State only the number of lines in the entries below that contain the word "green".

- SUPPLIED MATERIAL
◇ ◇ ◇
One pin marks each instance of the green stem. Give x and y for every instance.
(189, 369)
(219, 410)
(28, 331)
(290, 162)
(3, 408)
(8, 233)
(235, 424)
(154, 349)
◇ ◇ ◇
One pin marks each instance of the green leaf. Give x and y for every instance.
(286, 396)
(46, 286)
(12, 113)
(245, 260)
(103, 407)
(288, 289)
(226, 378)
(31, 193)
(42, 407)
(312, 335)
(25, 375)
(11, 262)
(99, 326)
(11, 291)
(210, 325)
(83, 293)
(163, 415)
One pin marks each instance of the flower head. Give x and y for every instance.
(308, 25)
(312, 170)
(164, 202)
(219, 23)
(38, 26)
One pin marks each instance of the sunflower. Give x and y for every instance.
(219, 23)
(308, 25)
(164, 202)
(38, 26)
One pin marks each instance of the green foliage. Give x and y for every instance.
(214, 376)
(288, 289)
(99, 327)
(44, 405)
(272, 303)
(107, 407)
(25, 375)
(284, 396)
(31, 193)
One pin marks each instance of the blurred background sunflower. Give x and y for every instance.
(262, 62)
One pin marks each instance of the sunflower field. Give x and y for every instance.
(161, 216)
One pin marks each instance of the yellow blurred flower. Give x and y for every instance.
◇ ◇ ◇
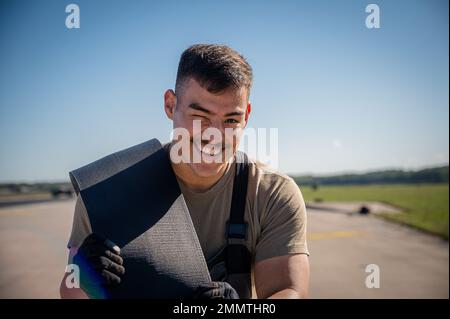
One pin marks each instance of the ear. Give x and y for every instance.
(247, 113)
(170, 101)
◇ ◇ ◇
- SOLUTION TO THIS TASK
3